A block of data
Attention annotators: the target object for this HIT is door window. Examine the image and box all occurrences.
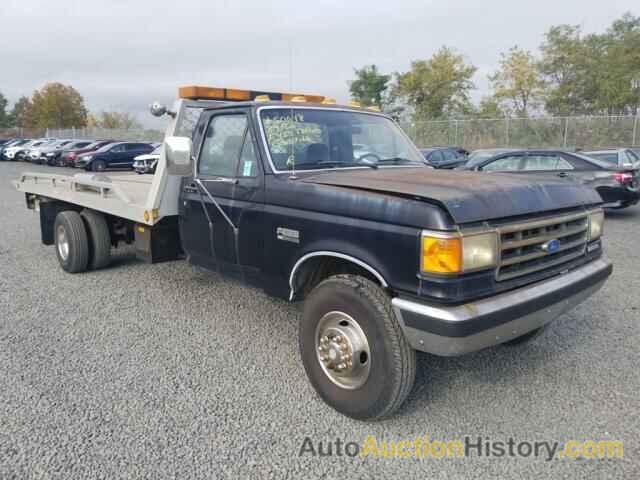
[523,155,573,172]
[198,114,248,177]
[480,156,522,172]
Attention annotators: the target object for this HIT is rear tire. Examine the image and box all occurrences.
[299,275,416,420]
[53,210,89,273]
[80,210,111,270]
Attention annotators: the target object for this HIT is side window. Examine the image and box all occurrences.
[523,155,573,172]
[429,150,443,164]
[480,156,522,172]
[442,150,457,161]
[236,128,258,177]
[198,114,248,177]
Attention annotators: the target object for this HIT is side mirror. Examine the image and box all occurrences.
[149,102,167,117]
[164,137,193,166]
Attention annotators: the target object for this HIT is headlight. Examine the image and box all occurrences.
[420,231,498,275]
[589,210,604,242]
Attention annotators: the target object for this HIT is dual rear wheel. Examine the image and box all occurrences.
[53,210,111,273]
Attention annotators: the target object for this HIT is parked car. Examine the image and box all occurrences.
[581,148,640,168]
[5,139,48,160]
[28,139,73,163]
[74,142,153,172]
[456,148,518,170]
[471,150,640,208]
[133,145,162,174]
[57,140,115,167]
[420,147,469,168]
[43,140,93,166]
[0,138,31,160]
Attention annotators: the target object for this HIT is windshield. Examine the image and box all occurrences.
[465,150,509,167]
[260,107,425,171]
[96,143,117,152]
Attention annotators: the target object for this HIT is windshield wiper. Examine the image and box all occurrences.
[378,157,422,165]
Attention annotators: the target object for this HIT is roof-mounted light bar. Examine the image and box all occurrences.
[178,85,326,103]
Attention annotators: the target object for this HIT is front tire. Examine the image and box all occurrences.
[91,160,107,172]
[53,210,89,273]
[299,275,416,420]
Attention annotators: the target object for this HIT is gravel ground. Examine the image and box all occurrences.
[0,162,640,479]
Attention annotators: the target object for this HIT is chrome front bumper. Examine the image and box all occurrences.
[391,257,612,356]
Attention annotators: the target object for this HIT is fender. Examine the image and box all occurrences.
[289,250,389,301]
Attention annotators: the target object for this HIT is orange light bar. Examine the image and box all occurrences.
[178,85,326,103]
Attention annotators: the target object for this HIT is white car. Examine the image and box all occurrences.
[133,145,162,175]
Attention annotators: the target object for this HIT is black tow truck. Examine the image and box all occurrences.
[16,87,612,419]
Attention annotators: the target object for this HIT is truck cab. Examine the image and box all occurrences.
[17,87,612,419]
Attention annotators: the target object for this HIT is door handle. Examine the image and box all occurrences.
[183,183,198,193]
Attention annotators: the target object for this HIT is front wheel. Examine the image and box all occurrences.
[299,275,416,420]
[91,160,107,172]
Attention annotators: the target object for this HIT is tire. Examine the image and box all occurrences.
[53,210,89,273]
[299,275,416,420]
[91,160,107,172]
[503,327,545,347]
[80,210,111,270]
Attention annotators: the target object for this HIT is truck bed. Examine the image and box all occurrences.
[14,172,160,225]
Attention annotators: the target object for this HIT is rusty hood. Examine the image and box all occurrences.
[302,167,601,224]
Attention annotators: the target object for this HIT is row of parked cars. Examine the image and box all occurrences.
[421,147,640,208]
[0,138,161,173]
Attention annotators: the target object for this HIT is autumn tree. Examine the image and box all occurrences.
[11,96,35,128]
[89,111,142,130]
[393,47,476,120]
[348,65,391,107]
[0,92,12,128]
[489,46,544,117]
[31,83,87,128]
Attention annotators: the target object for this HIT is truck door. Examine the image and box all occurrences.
[181,110,264,275]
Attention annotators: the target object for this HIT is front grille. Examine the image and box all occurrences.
[496,213,589,281]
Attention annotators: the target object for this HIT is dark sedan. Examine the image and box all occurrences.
[420,147,469,168]
[470,150,640,208]
[75,142,154,172]
[57,140,114,167]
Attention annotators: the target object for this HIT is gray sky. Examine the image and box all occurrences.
[0,0,640,125]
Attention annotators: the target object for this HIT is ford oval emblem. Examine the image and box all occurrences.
[540,238,560,253]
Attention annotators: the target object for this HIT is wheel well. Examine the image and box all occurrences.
[291,255,386,300]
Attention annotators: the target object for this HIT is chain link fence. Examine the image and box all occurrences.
[402,116,640,150]
[0,116,640,150]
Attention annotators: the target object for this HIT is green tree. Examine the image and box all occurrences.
[489,46,544,116]
[348,65,391,107]
[0,92,12,128]
[31,83,87,128]
[474,96,506,118]
[393,47,476,120]
[11,96,35,128]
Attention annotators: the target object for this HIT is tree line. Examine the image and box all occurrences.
[348,13,640,120]
[0,82,142,130]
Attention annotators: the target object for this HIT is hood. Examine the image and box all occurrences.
[302,168,602,224]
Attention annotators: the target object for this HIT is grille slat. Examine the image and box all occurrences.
[496,213,589,281]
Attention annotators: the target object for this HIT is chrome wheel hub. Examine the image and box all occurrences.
[56,225,69,261]
[316,311,371,389]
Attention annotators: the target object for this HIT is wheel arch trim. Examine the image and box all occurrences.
[289,250,389,301]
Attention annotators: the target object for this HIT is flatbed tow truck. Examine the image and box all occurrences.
[15,86,612,420]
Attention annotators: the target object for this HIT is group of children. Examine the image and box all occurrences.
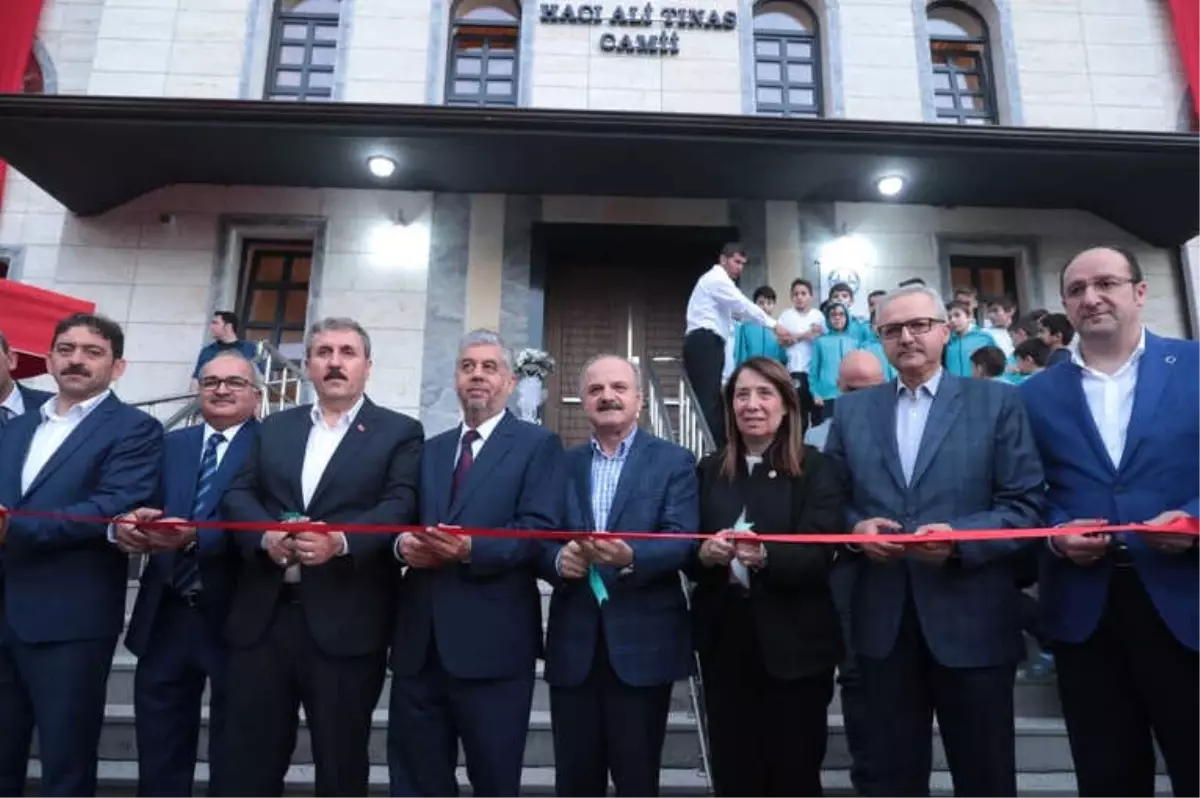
[726,278,1074,425]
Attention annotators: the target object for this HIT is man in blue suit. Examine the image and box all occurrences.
[115,353,262,798]
[0,314,162,798]
[388,330,563,798]
[0,331,54,430]
[1021,247,1200,798]
[826,286,1043,798]
[542,355,700,798]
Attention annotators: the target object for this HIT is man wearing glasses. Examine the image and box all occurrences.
[826,286,1043,798]
[113,352,262,798]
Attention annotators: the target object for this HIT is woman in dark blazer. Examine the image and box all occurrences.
[691,358,845,798]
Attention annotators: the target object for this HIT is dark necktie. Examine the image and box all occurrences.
[450,430,480,504]
[170,432,224,595]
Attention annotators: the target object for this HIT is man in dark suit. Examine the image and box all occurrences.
[1021,247,1200,798]
[388,330,563,798]
[544,355,700,798]
[0,314,162,798]
[0,331,54,430]
[221,318,425,798]
[826,287,1043,798]
[114,353,262,798]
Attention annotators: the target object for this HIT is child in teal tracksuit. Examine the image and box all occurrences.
[809,302,860,418]
[942,302,996,377]
[731,286,787,371]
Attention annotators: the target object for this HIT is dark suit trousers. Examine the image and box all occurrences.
[0,607,116,798]
[701,590,833,798]
[550,631,672,798]
[1055,568,1200,798]
[388,638,534,798]
[858,595,1016,798]
[224,601,385,798]
[133,590,228,798]
[683,330,725,449]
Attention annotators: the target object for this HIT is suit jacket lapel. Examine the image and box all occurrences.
[448,410,511,523]
[908,373,962,487]
[305,400,376,515]
[571,448,597,532]
[872,380,905,490]
[607,430,647,529]
[25,394,121,496]
[1118,332,1175,470]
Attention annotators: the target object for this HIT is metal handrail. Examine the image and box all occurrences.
[634,358,713,794]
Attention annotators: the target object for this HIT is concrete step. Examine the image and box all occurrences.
[42,704,1147,774]
[26,760,1171,798]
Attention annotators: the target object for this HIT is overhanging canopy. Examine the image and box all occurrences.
[0,280,96,379]
[0,96,1200,246]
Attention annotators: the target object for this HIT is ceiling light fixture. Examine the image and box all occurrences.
[367,155,396,180]
[875,174,904,197]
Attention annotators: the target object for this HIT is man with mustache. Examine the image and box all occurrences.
[542,355,700,798]
[0,332,53,434]
[1021,247,1200,798]
[221,318,425,798]
[826,286,1043,798]
[388,330,563,798]
[0,314,162,798]
[113,352,263,798]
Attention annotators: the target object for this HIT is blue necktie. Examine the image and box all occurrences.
[170,432,224,595]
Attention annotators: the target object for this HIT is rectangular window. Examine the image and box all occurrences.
[238,241,312,362]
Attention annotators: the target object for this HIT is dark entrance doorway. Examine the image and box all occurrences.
[534,224,737,446]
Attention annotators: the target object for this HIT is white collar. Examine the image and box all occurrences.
[896,368,946,396]
[458,410,508,444]
[308,394,367,430]
[41,388,113,421]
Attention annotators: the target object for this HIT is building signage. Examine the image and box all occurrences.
[540,2,738,55]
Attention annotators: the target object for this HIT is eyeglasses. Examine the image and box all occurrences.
[878,318,946,341]
[200,377,254,392]
[1062,277,1134,299]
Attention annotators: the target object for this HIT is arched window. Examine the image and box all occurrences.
[754,0,822,118]
[20,53,46,95]
[265,0,341,102]
[926,1,1000,125]
[446,0,521,106]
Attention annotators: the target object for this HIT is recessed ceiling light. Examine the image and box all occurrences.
[367,155,396,179]
[875,174,904,197]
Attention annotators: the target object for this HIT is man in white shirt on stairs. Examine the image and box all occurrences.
[683,244,796,448]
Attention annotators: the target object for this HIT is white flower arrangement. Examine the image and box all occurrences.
[516,349,554,380]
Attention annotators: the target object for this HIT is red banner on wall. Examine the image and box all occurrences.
[1170,0,1200,130]
[0,0,42,204]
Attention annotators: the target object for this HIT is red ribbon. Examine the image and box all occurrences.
[0,510,1200,544]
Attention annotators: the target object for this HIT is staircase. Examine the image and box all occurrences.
[18,352,1171,798]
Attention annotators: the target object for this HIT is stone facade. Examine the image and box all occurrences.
[0,0,1200,432]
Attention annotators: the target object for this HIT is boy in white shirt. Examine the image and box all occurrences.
[779,277,826,430]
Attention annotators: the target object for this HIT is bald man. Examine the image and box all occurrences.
[804,349,883,449]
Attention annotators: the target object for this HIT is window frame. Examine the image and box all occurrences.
[925,0,1000,127]
[263,0,342,102]
[750,0,824,119]
[443,0,521,108]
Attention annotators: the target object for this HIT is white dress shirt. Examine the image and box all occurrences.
[0,383,25,420]
[779,307,826,374]
[21,389,113,496]
[685,264,775,341]
[1067,328,1146,468]
[274,396,366,584]
[896,368,946,485]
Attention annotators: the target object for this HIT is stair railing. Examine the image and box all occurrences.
[648,358,713,794]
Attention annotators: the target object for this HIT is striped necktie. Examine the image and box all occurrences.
[170,432,226,595]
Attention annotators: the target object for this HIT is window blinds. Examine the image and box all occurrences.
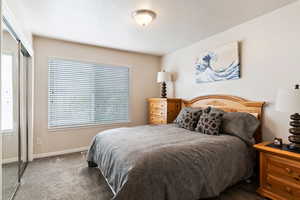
[48,58,129,128]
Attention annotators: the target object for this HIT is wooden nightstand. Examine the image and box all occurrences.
[148,98,181,124]
[254,142,300,200]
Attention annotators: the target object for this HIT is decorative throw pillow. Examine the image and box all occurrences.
[174,107,202,131]
[195,107,223,135]
[222,112,260,145]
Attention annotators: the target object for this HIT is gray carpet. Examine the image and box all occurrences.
[15,153,263,200]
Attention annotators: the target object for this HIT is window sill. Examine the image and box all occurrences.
[48,121,132,132]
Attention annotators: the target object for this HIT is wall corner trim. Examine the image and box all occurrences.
[33,146,89,159]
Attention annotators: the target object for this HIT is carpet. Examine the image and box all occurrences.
[15,153,263,200]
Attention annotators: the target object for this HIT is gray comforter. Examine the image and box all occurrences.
[87,125,254,200]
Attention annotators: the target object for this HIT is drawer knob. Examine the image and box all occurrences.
[266,183,272,190]
[285,167,293,174]
[285,187,292,193]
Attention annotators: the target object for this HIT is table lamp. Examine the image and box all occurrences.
[157,71,171,98]
[276,85,300,149]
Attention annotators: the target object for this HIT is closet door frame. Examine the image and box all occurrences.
[0,15,30,200]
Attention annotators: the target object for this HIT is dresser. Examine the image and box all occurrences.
[148,98,181,124]
[254,142,300,200]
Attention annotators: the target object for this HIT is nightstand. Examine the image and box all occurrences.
[254,142,300,200]
[148,98,181,124]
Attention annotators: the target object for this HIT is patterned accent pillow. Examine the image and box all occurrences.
[195,107,223,135]
[174,107,203,131]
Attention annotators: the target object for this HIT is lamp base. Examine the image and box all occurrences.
[160,82,167,98]
[289,113,300,149]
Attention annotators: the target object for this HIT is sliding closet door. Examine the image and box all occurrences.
[19,45,29,177]
[1,22,20,200]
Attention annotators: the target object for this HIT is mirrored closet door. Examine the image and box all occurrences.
[0,20,29,200]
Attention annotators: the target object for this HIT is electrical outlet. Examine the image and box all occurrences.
[36,137,43,145]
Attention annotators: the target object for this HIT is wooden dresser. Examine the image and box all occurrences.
[148,98,181,124]
[254,142,300,200]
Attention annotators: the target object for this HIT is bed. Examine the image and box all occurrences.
[87,95,263,200]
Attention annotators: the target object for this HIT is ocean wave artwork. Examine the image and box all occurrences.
[195,42,240,83]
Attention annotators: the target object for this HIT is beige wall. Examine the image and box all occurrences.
[33,36,161,154]
[162,1,300,143]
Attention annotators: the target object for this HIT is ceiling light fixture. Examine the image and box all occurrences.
[132,9,156,26]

Exercise requirements
Repeat the lines word for word, starting at the line that contains "is white car." and ending at the line that contains "[17,87,612,419]", with both of those lines included.

Reply to the task
Attention annotators: the target object for this HIT is white car. Examine the image and box all occurrences.
[133,145,162,175]
Attention annotators: the target object for this HIT is black tow truck. Examine the image and box all occurrences.
[16,87,612,419]
Attention annotators: the target object for this HIT is truck cab. Examine the image and box all occurrences.
[17,87,612,419]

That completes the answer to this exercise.